EXTRAHIERTER TEXT →
--- --- ---

Die Hamburger Sozialbehörde macht Arbeitslose zur haushaltspolitischen Manövriermasse. Diesen harschen Vorwurf äußerte gestern der Verband Harburger Beschäftigungsträger (VHB). Mindestens 400 Menschen in Arbeitsbeschaffungsmaßnahmen (ABM) verlieren in den kommenden Wochen ihre Beschäftigung, so rechnete Johannes Jörn, Geschäftsführer des Harburger Projekts „Lohn und Brot-Kontor“ vor, weil die Behörde sich bislang nicht bereit erklärt habe, eine Übergangsfinanzierung von etwa drei Monaten sicherzustellen.

Aus diesem Grund geraten jetzt alleine in Harburg 50 ABM-Kräfte in fünf Projekten in eine ebenso prekäre wie absurde Situation. Zum Beispiel die „Rollende Kleiderkammer“ der Arbeitsloseninitiative Wilhelmsburg: Elf ältere Langzeitarbeitslose sind hier mit dem Sammeln, Flicken und Ausgeben von Altkleidern beschäftigt. Ein Projekt, daß nach Ansicht der Gremien auch im nächsten Jahr mit zehn ABM-Kräften weiterlaufen soll. Zum 1.Oktober laufen jedoch sieben Stellen aus. Drei Monate, für die jetzt kein Geld zur Verfügung steht - drei Monate erzwungene Arbeitslosigkeit für Langzeitarbeitslose? „Da brechen Lebensperspektiven von Menschen zusammen, von denen die meisten über zehn Jahre arbeitslos waren“, beklagt Johannes Jörn.

--- --- ---

Datensätze:
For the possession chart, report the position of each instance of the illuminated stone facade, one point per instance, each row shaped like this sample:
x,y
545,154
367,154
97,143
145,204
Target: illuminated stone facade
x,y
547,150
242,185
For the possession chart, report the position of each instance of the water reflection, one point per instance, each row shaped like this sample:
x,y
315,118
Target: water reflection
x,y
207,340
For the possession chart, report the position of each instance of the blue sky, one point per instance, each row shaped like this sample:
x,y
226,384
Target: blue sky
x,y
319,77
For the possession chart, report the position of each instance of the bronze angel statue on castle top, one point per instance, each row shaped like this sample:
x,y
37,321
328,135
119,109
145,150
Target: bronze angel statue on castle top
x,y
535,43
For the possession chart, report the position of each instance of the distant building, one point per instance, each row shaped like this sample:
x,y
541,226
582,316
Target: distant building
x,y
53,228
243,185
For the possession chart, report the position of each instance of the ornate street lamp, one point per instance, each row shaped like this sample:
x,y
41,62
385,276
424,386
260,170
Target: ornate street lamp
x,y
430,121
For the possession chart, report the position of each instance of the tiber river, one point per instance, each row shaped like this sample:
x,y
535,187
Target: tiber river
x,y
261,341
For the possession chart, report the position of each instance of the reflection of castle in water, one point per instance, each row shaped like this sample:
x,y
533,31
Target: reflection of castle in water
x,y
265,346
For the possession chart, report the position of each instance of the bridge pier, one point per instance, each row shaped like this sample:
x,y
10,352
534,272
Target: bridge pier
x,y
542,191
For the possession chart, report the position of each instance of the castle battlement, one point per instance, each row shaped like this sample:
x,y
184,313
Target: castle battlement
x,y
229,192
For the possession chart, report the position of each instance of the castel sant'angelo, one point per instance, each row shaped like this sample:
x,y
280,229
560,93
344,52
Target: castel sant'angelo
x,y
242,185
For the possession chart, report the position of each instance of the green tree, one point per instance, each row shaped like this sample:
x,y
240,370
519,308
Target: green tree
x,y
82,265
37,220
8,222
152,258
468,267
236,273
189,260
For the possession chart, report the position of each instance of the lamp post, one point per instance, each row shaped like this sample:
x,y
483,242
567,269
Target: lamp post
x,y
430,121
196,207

--- --- ---

AUFGABENLISTE →
(1) Beantworten Sie anhand des Textes über die Harburger ABM-Stellen die folgenden Fragen:
(a) Wie viele Menschen in Arbeitsbeschaffungsmaßnahmen verlieren laut Johannes Jörn in den kommenden Wochen mindestens ihre Beschäftigung?
(b) Wie viele ältere Langzeitarbeitslose sind bei der „Rollenden Kleiderkammer“ beschäftigt?
(c) Zu welchem Datum laufen dort sieben Stellen aus?
(2) Übertragen Sie den Satz „Diesen harschen Vorwurf äußerte gestern der Verband Harburger Beschäftigungsträger (VHB).“ aus dem Text über die Harburger ABM-Stellen ins Englische.
Die Einträge sind hierfür ohne Belang.

GEORDNETE ANTWORTEN →
(1)
(a) Mindestens 400 Menschen.
(b) Elf.
(c) Zum 1. Oktober.

(2) The Association of Harburg Employment Providers (VHB) made this harsh accusation yesterday.